Activity list -
(a) Using the adaptive blockwise search summary, decide whether each statement agrees with it: (i) the method needs the model to be fine-tuned before use; (ii) the Decay schedule beats Uniform and Growth at equal compute; (iii) ADABEAM changes the beam width from block to block. Answer yes or no for each, quoting the words that settle it.
(b) In the adaptive blockwise search summary, what does ADASEARCH use to score partial continuations?

Provided text -
Adaptive Blockwise Search: Inference-Time Alignment for Large Language Models
Adaptively focuses computation on the most critical early tokens during LLM decoding, boosting alignment performance across multiple tasks compared to Best-of-N and fine-tuning.
Most inference-time alignment methods spend the same effort on every token. That is wasteful, because early tokens often set the path for the whole answer. The paper introduces ADASEARCH and ADABEAM, which reallocate a fixed compute budget to focus more on the first blocks of text. Across eight LLMs and multiple tasks, this yields higher win-rates than strong Best-of-N baselines and even some fine-tuned models, all under the same budget.
Why it matters: The approach is training-free, works at decode time, and improves harmlessness, sentiment control, and math reasoning. Reported gains exceed 10 percent for harmlessness, 33 percent for sentiment, and 24 percent for reasoning relative to Best-of-N.
Approach
Generation is divided into fixed-size blocks. Instead of sampling a full response N times, ADASEARCH sets a schedule that decides how many samples to draw for each block, with a fixed total budget. The greedy pick per block uses a process reward model to score partial continuations, then accepts the best segment and moves on. Common schedules include Uniform, Decay, and Growth.
ADABEAM applies the same schedule idea to reward-guided beam search by varying beam width per block. Compute is matched across schedules using a cost function and decay again allocates more search early.
What We Achieved
- Decay outperforms Uniform and Growth across tasks at equal compute.
- ADASEARCH improves win-rates over compute-matched Best-of-N on HH-RLHF, HarmfulQA, IMDB, and GSM8K for many 7B to 8B models.
- On DeepSeek-7B, ADASEARCH achieves higher reward scores with competitive perplexity, diversity, and coherence compared to baselines.
- With the same inference budget, ADASEARCH surpasses SFT on IMDB and improves over DPO in safety comparisons.
- ADABEAM with a Decay schedule outperforms uniform Tree-BoN and Growth on HH-RLHF across models.
Future Work
- Better process-level reward models should help reasoning gains.
- Learn schedules from data or adapt them online.
- Explore adaptive block sizes and uncertainty-aware allocation.

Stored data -
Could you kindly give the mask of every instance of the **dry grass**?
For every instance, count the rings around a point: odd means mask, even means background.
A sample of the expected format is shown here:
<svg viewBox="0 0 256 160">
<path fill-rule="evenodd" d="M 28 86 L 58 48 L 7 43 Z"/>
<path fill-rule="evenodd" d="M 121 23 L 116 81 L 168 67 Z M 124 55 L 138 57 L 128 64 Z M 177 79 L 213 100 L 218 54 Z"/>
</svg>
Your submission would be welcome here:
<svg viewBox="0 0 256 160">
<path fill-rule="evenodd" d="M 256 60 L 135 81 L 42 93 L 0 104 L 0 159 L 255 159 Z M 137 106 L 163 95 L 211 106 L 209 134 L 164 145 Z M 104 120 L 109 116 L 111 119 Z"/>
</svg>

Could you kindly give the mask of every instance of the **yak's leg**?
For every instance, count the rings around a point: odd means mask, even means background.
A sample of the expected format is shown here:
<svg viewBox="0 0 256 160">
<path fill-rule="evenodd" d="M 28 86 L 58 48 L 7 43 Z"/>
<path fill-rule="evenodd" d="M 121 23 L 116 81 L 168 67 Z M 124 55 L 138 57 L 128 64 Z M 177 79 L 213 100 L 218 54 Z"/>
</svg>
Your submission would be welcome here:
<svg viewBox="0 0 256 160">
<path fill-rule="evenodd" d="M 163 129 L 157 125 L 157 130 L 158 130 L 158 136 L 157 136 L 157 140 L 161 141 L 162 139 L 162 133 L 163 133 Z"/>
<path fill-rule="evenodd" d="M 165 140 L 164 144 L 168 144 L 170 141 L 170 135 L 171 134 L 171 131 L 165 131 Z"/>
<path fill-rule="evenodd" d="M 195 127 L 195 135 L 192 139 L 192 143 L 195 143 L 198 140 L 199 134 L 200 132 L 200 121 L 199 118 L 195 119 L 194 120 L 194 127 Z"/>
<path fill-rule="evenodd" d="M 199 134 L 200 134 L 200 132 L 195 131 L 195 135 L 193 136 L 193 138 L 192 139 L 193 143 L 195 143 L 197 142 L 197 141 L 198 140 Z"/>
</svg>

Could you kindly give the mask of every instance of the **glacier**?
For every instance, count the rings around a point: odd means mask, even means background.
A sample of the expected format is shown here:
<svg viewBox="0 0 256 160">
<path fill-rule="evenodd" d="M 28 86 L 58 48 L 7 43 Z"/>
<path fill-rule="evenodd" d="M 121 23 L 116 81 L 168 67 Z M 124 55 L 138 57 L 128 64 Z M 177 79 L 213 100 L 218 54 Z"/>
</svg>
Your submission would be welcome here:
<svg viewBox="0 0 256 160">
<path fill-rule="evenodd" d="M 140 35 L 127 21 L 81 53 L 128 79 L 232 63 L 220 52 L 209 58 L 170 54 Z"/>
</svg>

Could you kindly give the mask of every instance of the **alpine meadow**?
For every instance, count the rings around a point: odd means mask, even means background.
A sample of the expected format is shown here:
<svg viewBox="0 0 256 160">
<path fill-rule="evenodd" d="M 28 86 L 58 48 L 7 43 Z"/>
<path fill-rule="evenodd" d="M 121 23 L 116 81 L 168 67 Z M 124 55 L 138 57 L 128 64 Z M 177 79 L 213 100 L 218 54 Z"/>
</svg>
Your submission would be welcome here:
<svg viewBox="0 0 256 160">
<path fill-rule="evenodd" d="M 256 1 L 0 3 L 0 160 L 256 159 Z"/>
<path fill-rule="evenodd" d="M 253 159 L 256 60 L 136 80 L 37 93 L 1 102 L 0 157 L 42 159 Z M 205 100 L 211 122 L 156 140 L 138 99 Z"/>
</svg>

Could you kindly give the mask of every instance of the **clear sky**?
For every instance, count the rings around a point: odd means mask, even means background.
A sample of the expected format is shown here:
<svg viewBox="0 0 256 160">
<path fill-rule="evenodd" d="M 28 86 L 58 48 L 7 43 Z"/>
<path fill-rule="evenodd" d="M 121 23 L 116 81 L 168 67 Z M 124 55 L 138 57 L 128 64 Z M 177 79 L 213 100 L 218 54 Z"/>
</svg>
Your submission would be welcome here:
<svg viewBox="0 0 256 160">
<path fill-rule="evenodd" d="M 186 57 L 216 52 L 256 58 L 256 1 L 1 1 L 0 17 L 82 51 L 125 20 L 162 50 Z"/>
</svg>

Numbered responses -
(a)
(i) No: "The approach is training-free, works at decode time"
(ii) Yes: "Decay outperforms Uniform and Growth across tasks at equal compute."
(iii) Yes: "by varying beam width per block"

(b) A process reward model.